__Given exercise__: Copy the rows below verbatim, starting at the first one and ending with the line containing "[0,182,46,242]", inclusive.

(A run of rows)
## Begin
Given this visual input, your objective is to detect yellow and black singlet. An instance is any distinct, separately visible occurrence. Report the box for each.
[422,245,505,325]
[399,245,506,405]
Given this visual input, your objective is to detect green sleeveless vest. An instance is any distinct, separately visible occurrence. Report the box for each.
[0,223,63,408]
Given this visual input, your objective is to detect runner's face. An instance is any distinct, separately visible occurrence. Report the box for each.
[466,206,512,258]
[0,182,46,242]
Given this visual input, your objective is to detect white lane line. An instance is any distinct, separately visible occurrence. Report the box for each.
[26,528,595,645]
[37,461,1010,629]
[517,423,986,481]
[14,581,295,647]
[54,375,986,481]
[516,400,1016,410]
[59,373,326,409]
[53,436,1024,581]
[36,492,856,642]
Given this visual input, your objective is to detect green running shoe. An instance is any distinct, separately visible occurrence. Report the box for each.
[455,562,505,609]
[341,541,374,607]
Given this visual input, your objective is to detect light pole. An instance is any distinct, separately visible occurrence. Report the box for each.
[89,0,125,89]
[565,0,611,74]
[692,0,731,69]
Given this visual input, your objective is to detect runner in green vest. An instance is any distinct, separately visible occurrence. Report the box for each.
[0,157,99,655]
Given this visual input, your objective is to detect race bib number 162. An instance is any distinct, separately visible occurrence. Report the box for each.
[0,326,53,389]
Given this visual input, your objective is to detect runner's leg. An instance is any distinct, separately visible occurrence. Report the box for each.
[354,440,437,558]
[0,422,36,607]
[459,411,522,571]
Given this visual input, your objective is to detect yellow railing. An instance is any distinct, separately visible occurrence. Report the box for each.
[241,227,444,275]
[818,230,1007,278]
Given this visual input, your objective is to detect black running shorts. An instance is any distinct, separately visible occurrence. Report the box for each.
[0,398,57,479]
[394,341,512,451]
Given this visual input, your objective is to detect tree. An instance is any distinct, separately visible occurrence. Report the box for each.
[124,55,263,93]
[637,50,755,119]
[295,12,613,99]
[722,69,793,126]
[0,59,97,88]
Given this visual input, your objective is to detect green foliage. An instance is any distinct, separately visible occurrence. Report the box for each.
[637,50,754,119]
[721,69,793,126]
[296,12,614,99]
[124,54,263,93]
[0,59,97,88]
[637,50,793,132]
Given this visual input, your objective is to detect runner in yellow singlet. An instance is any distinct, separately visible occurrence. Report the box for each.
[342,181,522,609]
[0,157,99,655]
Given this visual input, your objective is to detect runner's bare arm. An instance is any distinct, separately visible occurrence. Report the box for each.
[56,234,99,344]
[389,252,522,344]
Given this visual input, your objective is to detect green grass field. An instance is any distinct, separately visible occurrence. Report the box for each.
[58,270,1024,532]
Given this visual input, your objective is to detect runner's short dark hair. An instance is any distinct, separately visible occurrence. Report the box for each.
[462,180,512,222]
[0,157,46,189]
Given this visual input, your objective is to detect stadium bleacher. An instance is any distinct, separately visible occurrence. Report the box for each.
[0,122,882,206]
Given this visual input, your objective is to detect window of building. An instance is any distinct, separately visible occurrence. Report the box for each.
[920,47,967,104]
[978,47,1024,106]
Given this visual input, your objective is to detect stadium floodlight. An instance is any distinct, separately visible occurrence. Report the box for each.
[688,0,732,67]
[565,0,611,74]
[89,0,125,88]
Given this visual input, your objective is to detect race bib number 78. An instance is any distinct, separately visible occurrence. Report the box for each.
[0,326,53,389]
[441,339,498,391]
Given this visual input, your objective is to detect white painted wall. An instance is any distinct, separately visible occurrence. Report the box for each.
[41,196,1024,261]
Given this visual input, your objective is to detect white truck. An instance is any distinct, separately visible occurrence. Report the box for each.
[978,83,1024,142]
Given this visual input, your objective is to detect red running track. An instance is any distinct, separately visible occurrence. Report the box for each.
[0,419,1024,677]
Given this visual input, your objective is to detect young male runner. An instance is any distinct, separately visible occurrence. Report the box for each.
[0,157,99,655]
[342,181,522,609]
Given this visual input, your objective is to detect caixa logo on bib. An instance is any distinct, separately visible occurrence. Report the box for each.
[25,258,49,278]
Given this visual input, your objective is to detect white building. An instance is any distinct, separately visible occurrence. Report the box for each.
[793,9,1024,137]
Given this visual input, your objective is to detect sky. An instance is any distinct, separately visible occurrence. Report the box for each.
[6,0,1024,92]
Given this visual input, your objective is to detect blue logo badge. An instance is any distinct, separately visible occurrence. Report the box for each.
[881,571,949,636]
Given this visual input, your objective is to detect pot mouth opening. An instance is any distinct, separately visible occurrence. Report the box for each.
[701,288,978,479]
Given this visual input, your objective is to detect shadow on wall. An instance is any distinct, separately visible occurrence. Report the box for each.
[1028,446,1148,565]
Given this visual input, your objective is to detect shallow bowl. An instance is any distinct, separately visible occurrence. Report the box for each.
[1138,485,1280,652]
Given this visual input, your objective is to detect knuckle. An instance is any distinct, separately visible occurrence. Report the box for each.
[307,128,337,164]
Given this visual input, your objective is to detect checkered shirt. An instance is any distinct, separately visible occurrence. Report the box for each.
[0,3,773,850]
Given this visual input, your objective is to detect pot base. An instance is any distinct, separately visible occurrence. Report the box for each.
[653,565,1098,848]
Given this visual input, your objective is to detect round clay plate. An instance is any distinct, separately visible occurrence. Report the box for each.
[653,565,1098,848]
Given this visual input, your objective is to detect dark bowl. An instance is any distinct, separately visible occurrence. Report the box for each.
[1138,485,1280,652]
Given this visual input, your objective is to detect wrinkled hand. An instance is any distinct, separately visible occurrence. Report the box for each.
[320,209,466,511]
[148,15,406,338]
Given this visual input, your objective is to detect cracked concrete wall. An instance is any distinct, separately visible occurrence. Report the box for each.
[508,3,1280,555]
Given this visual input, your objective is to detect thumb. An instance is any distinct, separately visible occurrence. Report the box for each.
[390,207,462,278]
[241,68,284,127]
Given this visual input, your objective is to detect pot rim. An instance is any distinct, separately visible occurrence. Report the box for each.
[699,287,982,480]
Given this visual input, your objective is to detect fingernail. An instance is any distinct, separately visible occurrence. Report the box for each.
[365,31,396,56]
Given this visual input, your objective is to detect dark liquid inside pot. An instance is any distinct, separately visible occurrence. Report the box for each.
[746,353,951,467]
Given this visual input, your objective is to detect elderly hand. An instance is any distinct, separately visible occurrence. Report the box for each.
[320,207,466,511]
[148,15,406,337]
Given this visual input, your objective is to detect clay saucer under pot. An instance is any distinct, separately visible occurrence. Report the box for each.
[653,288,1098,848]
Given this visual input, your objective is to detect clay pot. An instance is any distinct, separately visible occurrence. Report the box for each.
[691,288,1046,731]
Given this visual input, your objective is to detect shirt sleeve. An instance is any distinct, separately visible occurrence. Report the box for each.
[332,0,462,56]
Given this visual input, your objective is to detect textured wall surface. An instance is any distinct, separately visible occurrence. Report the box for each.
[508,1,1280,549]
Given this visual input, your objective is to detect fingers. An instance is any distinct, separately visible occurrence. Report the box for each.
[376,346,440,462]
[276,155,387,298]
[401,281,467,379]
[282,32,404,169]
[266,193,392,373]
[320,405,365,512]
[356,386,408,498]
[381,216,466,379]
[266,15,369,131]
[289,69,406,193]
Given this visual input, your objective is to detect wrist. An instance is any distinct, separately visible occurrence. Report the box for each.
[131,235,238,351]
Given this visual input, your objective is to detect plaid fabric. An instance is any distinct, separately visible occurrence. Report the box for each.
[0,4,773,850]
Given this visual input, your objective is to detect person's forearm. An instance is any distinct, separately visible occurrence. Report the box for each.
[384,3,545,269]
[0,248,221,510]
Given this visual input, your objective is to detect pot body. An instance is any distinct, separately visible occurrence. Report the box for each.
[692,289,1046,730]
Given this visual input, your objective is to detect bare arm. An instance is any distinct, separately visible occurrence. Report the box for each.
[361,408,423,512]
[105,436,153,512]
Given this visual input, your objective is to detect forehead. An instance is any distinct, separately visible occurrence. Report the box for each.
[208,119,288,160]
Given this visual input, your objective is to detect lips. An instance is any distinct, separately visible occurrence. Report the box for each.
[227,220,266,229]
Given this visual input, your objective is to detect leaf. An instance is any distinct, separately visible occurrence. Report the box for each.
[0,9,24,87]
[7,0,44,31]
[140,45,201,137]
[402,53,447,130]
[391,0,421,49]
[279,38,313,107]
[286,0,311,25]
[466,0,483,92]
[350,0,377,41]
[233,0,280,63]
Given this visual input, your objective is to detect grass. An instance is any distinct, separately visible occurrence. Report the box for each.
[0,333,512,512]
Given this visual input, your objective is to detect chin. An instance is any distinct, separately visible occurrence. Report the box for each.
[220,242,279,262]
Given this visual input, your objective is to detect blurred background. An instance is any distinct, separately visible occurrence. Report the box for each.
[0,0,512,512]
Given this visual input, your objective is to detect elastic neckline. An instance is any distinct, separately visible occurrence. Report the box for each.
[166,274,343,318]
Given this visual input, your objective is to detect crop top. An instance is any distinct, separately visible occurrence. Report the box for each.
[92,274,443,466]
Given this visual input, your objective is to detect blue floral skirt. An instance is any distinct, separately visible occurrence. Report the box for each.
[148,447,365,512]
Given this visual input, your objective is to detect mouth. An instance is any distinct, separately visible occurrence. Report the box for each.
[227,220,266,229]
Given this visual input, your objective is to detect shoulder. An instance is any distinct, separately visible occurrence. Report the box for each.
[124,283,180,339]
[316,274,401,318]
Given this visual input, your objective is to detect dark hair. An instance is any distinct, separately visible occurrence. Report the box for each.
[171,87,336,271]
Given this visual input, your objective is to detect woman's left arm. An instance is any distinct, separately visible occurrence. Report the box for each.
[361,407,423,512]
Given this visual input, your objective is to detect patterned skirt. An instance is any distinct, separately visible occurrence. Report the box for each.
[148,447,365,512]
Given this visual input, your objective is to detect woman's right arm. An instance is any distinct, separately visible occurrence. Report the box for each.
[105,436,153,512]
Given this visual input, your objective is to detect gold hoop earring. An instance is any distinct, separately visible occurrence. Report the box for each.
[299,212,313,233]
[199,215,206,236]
## End
__Correct output__:
Given this visual input, your objective is to detect yellow and black singlet. An instance is any distinct, separately visible occurrence. Report the box for each.
[422,245,505,325]
[399,245,506,405]
Given this visual input, your objective is to detect green sleeveless vest. An instance is any distinct, separately visible occurrence. Report the box for each.
[0,223,63,408]
Given this visual input, your objective is to detect runner's face. An instance is any distinct, separately visible occurrence. Report the box for each.
[466,206,512,258]
[0,182,46,242]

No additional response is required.